§ **Source passage**:
************

#7 Investing 101: How To Think About The PE Ratio?
High PE is not always bad and low PE is not always good. So, how should you really think about the PE ratio?
There are magic numbers in every game.
In soccer, it’s three. If a player scores three times in a game, it’s called a hat-trick. Children playing street-soccer gain 1 penalty for every 3 corners.
In basketball it’s 10. If you do 10 points and 10 assists, it’s double-double. If you add 10 rebounds too, it’s a triple-double.
In investing it tends to be 15.
Why? Largely because it’s a threshold beyond which stocks are thought to start becoming expensive.
It’s been established this way since Benjamin Graham suggested in the Chapter 14 of The Intelligent Investor that a defensive investor should not pick a stock that trades above 15 times earnings 👇
However, as most of the mainstream knowledge, this is not actually true.
If the company is growing 80% annually, would you say 25 times earnings is expensive? Of course not. On the other hand, 15 times earnings could be an expensive price for a dying company.
Benjamin Graham of course knew this, but keep in mind that The intelligent Investor was a book designed for the general public. A clear cut rule would simply be more accessible to a wide audience than chapters explaining intricacies of the PE ratio.
In reality, PE ratio means nothing if you don’t understand the business.
“Earnings multiples is not valuation,” Michael Mauboussin says, “it’s a shortcut.” This is probably the best definition of the PE ratio I have heard of so far.
PE ratio simply implies the prospects of the business attached to it by the market. As an intelligent investor, you should understand whether what’s attached by the market fits with the fundamentals of the business. Only then you can say:
It’s overvalued if what’s implied looks unrealistically long-shot for the business.
It’s undervalued if what’s implied largely understates the business’ potential.
So, what’s implicit in the PE ratio? How should you think about it?
In essence, there are 4 core properties implicit in PE ratio:
Size.
Growth.
Industry.
Capital structure.
So, how do those factors affect earnings multiples, in what way and how should you factor them in your analysis?
We are going to discuss this today.

************

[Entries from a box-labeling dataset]
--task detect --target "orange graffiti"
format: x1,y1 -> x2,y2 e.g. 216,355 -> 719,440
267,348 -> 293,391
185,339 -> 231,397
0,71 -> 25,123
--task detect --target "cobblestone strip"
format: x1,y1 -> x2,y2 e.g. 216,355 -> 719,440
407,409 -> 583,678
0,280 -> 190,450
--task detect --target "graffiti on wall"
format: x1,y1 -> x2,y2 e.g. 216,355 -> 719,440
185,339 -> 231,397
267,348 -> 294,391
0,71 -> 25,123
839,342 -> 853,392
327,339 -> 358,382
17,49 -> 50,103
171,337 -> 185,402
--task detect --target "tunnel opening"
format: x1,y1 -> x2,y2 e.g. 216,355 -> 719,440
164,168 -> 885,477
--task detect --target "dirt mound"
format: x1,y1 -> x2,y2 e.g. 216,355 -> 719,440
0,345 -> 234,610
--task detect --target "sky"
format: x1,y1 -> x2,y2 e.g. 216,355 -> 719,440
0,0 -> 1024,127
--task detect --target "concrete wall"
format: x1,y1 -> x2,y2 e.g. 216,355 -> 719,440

************

§ **Required work**:
A. Answer these questions about the PE ratio article:
(i) What number does the article say tends to be the magic number in investing?
(ii) In which chapter of The Intelligent Investor did Benjamin Graham make his suggestion about stocks trading above 15 times earnings?
(iii) What four core properties does the article identify as implicit in the PE ratio?
B. Transcribe the entries verbatim, beginning with the first line of the entries and ending after the line that contains "171,337 -> 185,402", with both of those lines included.

§ **Answers to the exercises**:
A.
(i) 15
(ii) Chapter 14
(iii) Size, growth, industry, and capital structure

B.
--task detect --target "orange graffiti"
format: x1,y1 -> x2,y2 e.g. 216,355 -> 719,440
267,348 -> 293,391
185,339 -> 231,397
0,71 -> 25,123
--task detect --target "cobblestone strip"
format: x1,y1 -> x2,y2 e.g. 216,355 -> 719,440
407,409 -> 583,678
0,280 -> 190,450
--task detect --target "graffiti on wall"
format: x1,y1 -> x2,y2 e.g. 216,355 -> 719,440
185,339 -> 231,397
267,348 -> 294,391
0,71 -> 25,123
839,342 -> 853,392
327,339 -> 358,382
17,49 -> 50,103
171,337 -> 185,402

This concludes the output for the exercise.